§ Problem description:
Transcribe the post on movie ratings from "There are almost" up to and including "things go together?".

§ Page excerpt:
»»
I work with a lot of movies(1), and I’ve noticed something a little disturbing.

There are almost no “G” rated movies any more. Some of that is that the movie rating system (in America, this is, other nations ratings run along different yardsticks) has changed in the last 40 years or so(2). Some of it though…

How can a movie that is classified as “comedy/family” possibly be rated PG? How do those two things go together?

They don’t. I don’t think they do…

50 years ago the standards for what “young people” could watch were quite different. On the other hand, movies were quite different. To take a classic example, the old Elizabeth Taylor movie Cleopatra had this famous scene in it — the “nude scene.” Only she isn’t nude. She’s (almost) completely covered, lying under a sheet, but apparently unclothed under that sheet. That scene caused a lot of uproar.

Really.

That’s how much things have changed.

The 1995 movie Jumanji is rated PG. The 2019 sequel is rated PG-13. Quiz: can you positively define the precise meaning of “PG” vs “PG-13?” Not a lot of people actually can(3), though you figure there’s a dividing line around age 13, right?

In which direction? Is PG or PG-13 the more stringent?

Does the movie rating system even work? (A better question: did it ever? And an even better one yet: what was it really for?)
««
§ Data section:
»»
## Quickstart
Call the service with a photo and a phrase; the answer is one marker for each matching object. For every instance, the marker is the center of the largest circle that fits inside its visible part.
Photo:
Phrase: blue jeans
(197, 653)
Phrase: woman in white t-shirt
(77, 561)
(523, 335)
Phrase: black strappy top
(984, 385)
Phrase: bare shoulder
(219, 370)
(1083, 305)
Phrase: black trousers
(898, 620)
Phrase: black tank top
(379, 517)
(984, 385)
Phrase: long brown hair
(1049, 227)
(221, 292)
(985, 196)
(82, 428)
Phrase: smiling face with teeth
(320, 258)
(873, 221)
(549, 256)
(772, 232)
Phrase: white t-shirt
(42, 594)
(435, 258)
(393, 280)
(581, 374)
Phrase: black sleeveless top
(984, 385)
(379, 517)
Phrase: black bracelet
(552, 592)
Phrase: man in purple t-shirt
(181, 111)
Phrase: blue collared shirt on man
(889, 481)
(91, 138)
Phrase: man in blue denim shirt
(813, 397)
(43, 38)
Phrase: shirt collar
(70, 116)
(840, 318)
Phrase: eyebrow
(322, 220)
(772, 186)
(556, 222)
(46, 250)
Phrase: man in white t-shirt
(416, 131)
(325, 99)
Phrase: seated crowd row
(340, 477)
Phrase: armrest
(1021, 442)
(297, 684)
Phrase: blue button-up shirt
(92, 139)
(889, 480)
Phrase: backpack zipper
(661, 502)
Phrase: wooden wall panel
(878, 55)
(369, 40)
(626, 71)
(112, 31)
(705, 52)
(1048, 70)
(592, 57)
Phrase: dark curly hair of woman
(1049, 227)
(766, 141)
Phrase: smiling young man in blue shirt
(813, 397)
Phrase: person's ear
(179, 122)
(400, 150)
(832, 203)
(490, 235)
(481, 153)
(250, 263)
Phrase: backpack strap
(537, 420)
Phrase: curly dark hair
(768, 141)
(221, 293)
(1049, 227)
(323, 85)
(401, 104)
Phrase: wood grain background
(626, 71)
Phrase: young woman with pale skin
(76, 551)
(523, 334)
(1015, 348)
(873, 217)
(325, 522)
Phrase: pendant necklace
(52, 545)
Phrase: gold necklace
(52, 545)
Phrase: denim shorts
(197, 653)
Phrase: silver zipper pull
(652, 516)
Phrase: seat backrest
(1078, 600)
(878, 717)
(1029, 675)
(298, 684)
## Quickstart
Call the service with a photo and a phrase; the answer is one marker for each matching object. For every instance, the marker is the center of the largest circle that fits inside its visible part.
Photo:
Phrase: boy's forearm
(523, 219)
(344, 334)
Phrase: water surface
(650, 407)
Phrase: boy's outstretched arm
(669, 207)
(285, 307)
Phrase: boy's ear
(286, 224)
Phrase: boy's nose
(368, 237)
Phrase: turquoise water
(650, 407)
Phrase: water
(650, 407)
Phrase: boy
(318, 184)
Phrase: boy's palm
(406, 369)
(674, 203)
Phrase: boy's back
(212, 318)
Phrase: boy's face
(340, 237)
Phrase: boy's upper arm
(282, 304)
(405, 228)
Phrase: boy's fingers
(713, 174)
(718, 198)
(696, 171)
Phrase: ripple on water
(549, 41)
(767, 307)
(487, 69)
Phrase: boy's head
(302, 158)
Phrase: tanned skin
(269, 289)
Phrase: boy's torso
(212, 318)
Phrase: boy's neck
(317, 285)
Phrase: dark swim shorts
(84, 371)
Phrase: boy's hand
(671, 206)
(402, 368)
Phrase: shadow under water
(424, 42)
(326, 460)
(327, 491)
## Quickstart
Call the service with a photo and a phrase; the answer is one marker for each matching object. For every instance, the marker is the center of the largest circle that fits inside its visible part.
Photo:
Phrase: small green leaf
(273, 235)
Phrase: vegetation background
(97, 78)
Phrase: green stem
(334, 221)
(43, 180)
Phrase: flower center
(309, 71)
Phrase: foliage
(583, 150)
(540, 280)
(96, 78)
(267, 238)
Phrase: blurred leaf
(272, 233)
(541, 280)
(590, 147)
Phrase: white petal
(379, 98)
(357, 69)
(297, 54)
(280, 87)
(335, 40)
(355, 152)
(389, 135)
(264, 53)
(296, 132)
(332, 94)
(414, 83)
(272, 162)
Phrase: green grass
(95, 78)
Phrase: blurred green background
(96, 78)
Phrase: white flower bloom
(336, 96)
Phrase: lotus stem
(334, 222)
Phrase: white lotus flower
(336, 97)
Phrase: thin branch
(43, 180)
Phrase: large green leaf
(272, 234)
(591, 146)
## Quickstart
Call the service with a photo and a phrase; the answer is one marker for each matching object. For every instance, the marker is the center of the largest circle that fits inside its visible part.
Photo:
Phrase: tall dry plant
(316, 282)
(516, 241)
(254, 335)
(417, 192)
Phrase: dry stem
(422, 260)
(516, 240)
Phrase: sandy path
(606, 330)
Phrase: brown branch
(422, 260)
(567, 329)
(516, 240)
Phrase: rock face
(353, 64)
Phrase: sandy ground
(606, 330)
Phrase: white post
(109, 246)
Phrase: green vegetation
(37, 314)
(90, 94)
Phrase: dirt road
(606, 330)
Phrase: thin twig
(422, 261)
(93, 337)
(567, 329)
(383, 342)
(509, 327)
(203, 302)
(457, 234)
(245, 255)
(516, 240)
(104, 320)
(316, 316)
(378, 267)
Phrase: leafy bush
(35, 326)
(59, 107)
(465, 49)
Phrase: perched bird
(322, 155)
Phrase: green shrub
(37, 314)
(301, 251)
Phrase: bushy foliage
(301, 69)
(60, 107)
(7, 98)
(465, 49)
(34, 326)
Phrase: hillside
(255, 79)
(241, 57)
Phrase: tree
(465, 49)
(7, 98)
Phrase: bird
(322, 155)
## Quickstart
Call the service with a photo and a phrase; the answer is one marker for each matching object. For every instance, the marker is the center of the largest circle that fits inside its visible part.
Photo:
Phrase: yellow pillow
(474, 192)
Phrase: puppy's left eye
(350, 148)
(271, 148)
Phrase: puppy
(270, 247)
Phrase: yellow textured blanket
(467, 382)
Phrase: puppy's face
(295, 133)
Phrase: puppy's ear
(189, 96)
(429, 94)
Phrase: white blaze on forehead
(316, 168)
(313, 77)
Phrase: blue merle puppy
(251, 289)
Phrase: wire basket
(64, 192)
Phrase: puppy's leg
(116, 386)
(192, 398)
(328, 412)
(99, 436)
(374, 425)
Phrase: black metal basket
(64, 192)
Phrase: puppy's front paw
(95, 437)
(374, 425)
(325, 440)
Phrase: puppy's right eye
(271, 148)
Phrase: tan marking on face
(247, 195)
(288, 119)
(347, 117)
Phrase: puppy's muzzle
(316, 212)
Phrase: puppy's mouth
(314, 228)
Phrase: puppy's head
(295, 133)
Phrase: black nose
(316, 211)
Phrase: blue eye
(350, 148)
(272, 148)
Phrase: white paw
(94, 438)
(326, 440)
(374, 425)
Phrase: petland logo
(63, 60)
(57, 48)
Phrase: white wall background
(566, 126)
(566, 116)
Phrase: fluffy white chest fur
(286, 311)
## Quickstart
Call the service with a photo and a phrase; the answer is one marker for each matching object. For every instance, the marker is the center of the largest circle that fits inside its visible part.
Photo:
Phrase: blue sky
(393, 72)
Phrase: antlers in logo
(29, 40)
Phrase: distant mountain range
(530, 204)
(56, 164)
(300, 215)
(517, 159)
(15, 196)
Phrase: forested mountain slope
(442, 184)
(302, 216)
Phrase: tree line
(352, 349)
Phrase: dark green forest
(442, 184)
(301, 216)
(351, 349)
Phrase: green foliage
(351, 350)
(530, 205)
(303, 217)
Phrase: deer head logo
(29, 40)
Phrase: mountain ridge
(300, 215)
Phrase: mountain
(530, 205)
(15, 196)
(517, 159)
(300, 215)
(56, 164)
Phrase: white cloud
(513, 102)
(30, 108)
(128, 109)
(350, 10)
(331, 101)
««
§ Response:
There are almost no “G” rated movies any more. Some of that is that the movie rating system (in America, this is, other nations ratings run along different yardsticks) has changed in the last 40 years or so(2). Some of it though…

How can a movie that is classified as “comedy/family” possibly be rated PG? How do those two things go together?